[Extracted records]

## start

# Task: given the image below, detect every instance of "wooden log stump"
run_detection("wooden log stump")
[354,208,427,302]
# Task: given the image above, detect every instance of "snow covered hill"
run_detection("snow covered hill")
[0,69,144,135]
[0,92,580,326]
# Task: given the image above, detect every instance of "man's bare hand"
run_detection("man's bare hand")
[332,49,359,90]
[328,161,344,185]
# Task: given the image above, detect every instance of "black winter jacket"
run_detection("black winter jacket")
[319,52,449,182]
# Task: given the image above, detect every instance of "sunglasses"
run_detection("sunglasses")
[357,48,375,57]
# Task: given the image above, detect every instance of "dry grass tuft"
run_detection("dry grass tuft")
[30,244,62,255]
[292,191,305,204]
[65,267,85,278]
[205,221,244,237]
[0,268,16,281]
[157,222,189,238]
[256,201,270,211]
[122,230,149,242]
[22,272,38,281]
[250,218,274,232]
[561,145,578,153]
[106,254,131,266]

## end
## start

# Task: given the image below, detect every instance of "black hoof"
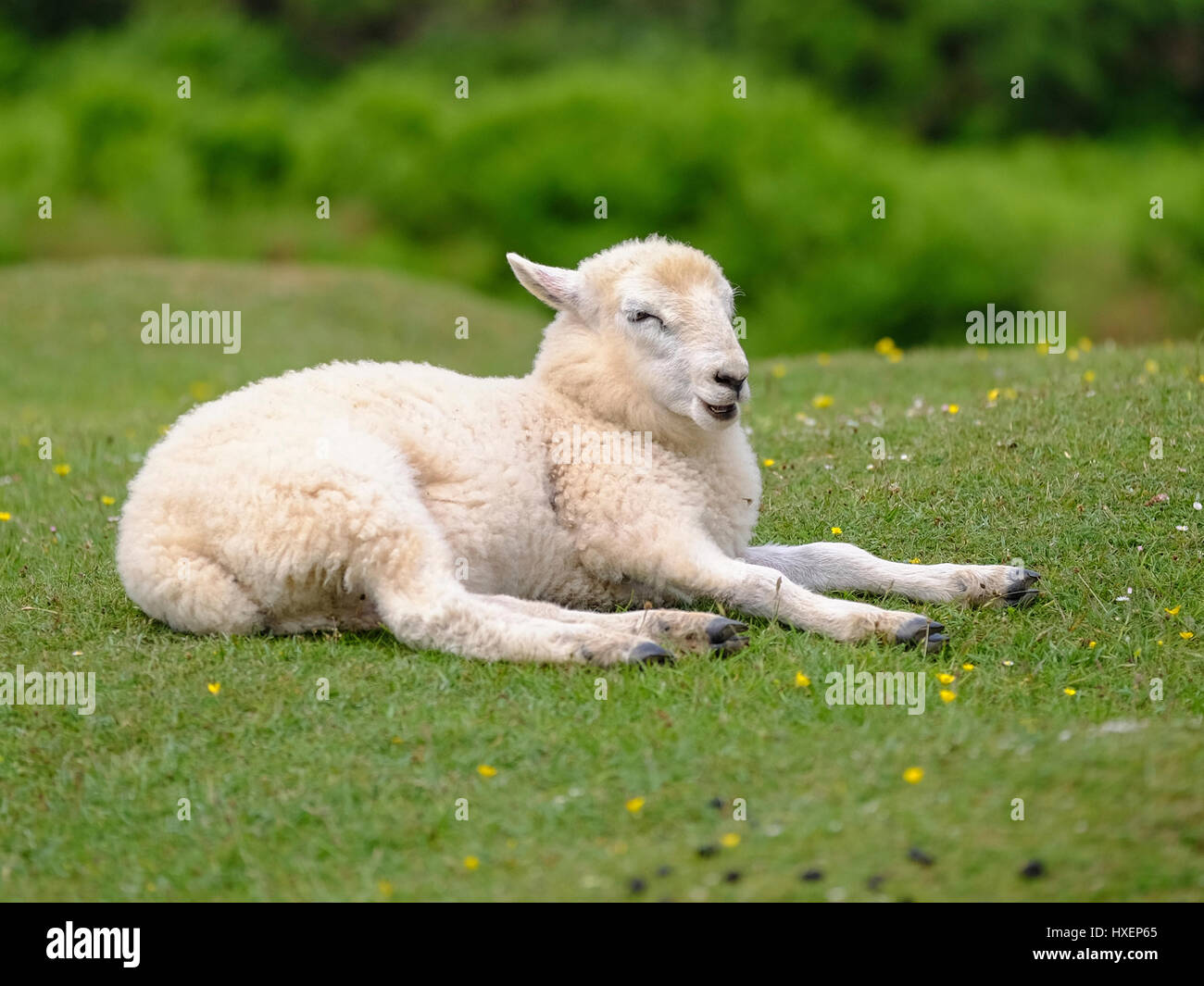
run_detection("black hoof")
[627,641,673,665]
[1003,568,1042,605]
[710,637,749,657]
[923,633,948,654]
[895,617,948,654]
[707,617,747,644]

## end
## start

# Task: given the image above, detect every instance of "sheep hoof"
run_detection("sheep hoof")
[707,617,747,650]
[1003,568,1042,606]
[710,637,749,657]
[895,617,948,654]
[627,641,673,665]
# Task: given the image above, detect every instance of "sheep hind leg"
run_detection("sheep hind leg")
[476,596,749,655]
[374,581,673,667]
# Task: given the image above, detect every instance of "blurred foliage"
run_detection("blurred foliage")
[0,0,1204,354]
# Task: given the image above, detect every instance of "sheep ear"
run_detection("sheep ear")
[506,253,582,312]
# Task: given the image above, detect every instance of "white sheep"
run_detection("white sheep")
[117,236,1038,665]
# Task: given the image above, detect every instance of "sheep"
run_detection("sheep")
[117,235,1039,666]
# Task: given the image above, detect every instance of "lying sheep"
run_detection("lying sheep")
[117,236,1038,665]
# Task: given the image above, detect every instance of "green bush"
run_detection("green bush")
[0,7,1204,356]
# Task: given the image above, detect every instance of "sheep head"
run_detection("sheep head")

## end

▸ **What is expected**:
Find every line in the rows above that contains the string "grass", treating uppercase and lowercase as different, and copy each of those lines.

▸ **Full answer**:
# Task: given the image above, detect every instance of "dry grass tuft"
run_detection("dry grass tuft")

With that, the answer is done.